Make an exact copy of the records, leaving out the images.

-- Records shown follows --

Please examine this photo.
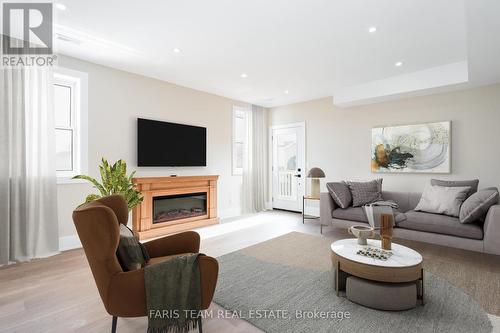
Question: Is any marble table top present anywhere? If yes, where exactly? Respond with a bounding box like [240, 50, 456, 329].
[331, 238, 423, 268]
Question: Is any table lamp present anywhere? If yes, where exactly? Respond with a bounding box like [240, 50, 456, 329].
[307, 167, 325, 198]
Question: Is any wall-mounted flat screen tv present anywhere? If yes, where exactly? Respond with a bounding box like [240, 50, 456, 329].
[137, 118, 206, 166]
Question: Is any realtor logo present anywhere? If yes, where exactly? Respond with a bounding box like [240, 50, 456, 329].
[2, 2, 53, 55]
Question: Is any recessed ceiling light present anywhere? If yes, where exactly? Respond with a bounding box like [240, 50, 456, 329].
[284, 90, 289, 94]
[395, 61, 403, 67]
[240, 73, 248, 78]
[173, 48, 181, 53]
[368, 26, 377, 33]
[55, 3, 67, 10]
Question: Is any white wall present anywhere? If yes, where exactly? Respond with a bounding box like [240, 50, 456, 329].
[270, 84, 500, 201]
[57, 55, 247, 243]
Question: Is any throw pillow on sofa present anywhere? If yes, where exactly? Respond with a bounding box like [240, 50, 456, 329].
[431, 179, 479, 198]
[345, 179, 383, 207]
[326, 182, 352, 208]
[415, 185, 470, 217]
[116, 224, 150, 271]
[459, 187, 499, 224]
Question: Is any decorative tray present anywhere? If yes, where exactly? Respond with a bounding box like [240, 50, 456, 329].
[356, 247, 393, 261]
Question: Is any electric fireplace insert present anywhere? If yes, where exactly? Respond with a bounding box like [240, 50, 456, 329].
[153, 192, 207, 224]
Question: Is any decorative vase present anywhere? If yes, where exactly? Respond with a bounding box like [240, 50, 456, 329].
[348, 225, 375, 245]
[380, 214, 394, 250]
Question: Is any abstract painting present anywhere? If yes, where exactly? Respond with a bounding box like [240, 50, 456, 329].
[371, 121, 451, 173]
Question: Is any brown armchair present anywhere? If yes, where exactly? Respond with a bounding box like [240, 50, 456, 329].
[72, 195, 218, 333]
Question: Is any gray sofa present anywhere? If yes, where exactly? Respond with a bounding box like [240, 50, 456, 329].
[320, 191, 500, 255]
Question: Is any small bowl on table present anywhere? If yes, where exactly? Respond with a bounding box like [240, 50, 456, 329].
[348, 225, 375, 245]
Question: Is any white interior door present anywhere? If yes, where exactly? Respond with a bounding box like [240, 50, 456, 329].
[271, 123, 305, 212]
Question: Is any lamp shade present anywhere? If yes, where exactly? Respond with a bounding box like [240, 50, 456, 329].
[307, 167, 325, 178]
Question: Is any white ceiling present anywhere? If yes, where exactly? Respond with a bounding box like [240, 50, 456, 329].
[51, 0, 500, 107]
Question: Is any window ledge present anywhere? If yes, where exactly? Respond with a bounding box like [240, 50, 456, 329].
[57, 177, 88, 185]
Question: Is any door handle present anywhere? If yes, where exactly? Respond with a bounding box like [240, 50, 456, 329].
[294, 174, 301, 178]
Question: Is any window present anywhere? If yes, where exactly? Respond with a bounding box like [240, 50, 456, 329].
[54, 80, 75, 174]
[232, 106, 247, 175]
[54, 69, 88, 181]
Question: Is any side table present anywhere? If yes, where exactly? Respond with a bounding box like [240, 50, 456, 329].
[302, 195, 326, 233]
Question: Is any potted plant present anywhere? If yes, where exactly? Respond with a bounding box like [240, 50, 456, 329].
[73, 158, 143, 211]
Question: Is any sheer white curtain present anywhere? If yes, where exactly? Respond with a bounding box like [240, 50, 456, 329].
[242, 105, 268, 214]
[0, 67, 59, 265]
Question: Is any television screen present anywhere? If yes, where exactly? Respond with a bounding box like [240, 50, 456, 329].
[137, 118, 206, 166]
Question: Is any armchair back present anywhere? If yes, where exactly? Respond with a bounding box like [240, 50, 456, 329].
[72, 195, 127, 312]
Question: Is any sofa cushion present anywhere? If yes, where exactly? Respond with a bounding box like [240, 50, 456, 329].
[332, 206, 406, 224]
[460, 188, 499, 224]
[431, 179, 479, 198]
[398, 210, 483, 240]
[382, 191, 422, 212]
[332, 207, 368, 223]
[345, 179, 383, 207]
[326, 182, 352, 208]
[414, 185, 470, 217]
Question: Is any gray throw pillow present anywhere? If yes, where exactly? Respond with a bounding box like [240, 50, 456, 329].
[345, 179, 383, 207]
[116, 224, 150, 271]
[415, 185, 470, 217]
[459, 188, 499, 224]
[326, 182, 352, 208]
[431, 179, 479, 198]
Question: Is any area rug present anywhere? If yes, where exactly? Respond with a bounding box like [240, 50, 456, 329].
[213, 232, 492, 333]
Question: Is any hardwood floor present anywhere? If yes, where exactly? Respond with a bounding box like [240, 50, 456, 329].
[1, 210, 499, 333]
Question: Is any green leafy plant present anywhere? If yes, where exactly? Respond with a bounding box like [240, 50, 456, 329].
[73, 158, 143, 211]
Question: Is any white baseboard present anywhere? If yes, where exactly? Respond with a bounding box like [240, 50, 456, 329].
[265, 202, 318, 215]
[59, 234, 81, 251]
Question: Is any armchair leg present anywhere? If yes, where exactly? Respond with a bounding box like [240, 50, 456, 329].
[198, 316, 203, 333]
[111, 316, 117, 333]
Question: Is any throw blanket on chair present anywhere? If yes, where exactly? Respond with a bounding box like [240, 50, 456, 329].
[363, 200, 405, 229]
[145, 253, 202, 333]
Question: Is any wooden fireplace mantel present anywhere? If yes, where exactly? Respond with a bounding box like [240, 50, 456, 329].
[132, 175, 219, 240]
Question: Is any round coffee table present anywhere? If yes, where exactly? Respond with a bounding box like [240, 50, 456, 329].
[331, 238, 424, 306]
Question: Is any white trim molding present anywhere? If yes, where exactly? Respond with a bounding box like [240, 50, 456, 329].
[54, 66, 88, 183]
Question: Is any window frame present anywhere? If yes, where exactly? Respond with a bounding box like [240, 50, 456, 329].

-- Records shown concluded --

Response:
Please examine this photo.
Question: Is any marble table top present anywhere? If yes, where exactly? Respond with a bounding box like [240, 50, 456, 329].
[331, 238, 423, 268]
Question: Is any table lamp present anywhere? If yes, where exactly? Respond with a bounding box like [240, 50, 456, 329].
[307, 167, 325, 198]
Question: Is any wall-mounted flat screen tv present anywhere? If yes, where exactly? Respond with a bounding box like [240, 50, 456, 329].
[137, 118, 206, 166]
Question: Is any realtor logo present anywhere? If yes, where exactly? Respond with a bounding box like [240, 50, 456, 329].
[2, 2, 53, 55]
Question: Is any recessed ceiling light present anywhere? If yes, where exactly? Respond with a bounding box like [240, 50, 456, 329].
[284, 90, 289, 94]
[395, 61, 403, 67]
[240, 73, 248, 78]
[173, 48, 181, 53]
[368, 26, 377, 33]
[55, 3, 67, 10]
Question: Is any white wall present anywhere? If yes, where exactly? Respond with a bounding box like [240, 50, 456, 329].
[270, 84, 500, 201]
[57, 55, 247, 243]
Question: Is any throw pillow on sofa present anywhere? If yes, where exactly? Respond with a bounding box like [240, 50, 456, 329].
[431, 179, 479, 198]
[345, 179, 383, 207]
[326, 182, 352, 208]
[415, 185, 470, 217]
[116, 224, 150, 271]
[459, 187, 499, 224]
Question: Is any decorative tray present anywhere? If yes, where exactly? Respond with a bounding box like [240, 50, 456, 329].
[356, 247, 393, 261]
Question: Is any electric fireplace insert present anywhere? If yes, where exactly? Respond with a bounding box like [240, 50, 456, 329].
[153, 192, 207, 224]
Question: Is any decorative vase present anywhere? If yes, where exactly? Respond with a bounding box like [240, 50, 456, 329].
[348, 225, 375, 245]
[380, 214, 394, 250]
Question: Is any abstract painting present anywhere? If yes, where exactly? Respond with a bounding box like [240, 50, 456, 329].
[371, 121, 451, 173]
Question: Is any brown armchair present anywhere? If yes, where exactly? Respond with a bounding box like [240, 50, 456, 329].
[72, 195, 218, 333]
Question: Is any gray sofa present anywhere? If yes, where exactly? Respond with a bounding box like [240, 50, 456, 329].
[320, 191, 500, 255]
Question: Is any small bowl on table present anywhere? If yes, where exactly? Respond with a bounding box like [240, 50, 456, 329].
[348, 225, 375, 245]
Question: Is any white interior door present anywhere? If yes, where exactly? Respond with a bounding box like [240, 50, 456, 329].
[271, 123, 305, 212]
Question: Is any lamp shade present anywhere? If yes, where exactly? Respond with a bounding box like [240, 50, 456, 329].
[307, 167, 325, 178]
Question: Is any white ceiling present anywhere? If yes, where exactly? Respond with a bounding box like [240, 50, 456, 329].
[51, 0, 500, 107]
Question: Is any window ledge present anywhere? If yes, where exactly? Respond with a bounding box like [240, 50, 456, 329].
[57, 177, 88, 185]
Question: Is any door handle present anywhere? If yes, where exactly? Respond with a bounding box like [240, 50, 456, 329].
[294, 174, 301, 178]
Question: Is any window present anywhere? If yes, where exactly? Respond with a bounding box like [240, 50, 456, 329].
[54, 80, 75, 174]
[232, 106, 247, 175]
[54, 69, 88, 181]
Question: Is any side table present anywhere? If yes, where exactly? Respond with a bounding box like [240, 50, 456, 329].
[302, 195, 326, 233]
Question: Is any potted plant present anywhere? If yes, where exactly? Respond with a bounding box like [240, 50, 456, 329].
[73, 158, 143, 211]
Question: Is any sheer white curtain present anywhere? If yes, where exactly? Respond with a bounding box like [240, 50, 456, 329].
[242, 105, 268, 214]
[0, 67, 59, 265]
Question: Is any television screen present anywhere? If yes, where exactly? Respond with a bounding box like [240, 50, 456, 329].
[137, 118, 206, 166]
Question: Is any armchair back present anywhere? If yes, where exactly? Respond with a bounding box like [240, 50, 456, 329].
[72, 195, 127, 312]
Question: Is any sofa cushion present anywhere? If yes, where exactly? Respond with a bounding box like [240, 50, 456, 329].
[332, 206, 406, 224]
[460, 188, 499, 224]
[431, 179, 479, 198]
[398, 210, 483, 240]
[382, 191, 422, 212]
[332, 207, 368, 223]
[345, 179, 383, 207]
[326, 182, 352, 208]
[414, 185, 470, 217]
Question: Is any gray throw pillow present anywhere? If yes, where exactly? Respond with a bounding box like [240, 50, 456, 329].
[345, 179, 383, 207]
[116, 224, 150, 271]
[415, 185, 470, 217]
[459, 188, 499, 224]
[326, 182, 352, 208]
[431, 179, 479, 198]
Question: Is any area rug present anywhere? If yes, where exactly? Respond with a bounding box like [240, 50, 456, 329].
[213, 232, 492, 333]
Question: Is any hardwood floor present anywhere? If yes, where exactly? Respond with a bounding box like [240, 50, 456, 329].
[1, 210, 499, 333]
Question: Is any green leafy plant present anywhere? If yes, where exactly? Respond with a bounding box like [240, 50, 456, 329].
[73, 158, 143, 211]
Question: Is any white baseboard present anywhere? If yes, where exactly? Respond with a bounding box like [240, 50, 456, 329].
[265, 202, 318, 215]
[59, 234, 81, 251]
Question: Is any armchair leg present anywhere? If yes, where exactly? Respond with a bounding box like [240, 50, 456, 329].
[198, 316, 203, 333]
[111, 316, 117, 333]
Question: Is any throw blanket on chair present anywhere? If yes, where exactly? Respond with a bounding box like [240, 50, 456, 329].
[363, 200, 405, 229]
[145, 253, 202, 333]
Question: Is any wooden fireplace mantel present anywhere? If yes, where exactly? Respond with a bounding box like [240, 50, 456, 329].
[132, 175, 219, 240]
Question: Is any round coffee table present anywhere? If yes, where exactly? Respond with a bounding box like [240, 50, 456, 329].
[331, 238, 424, 306]
Question: Is any white trim molding present anywhere? If yes, where exactly? Respond with a bounding box like [240, 50, 456, 329].
[54, 66, 88, 183]
Question: Is any window frame present anywhere? If yes, where exactly? Respond with a bounding box like [240, 50, 456, 329].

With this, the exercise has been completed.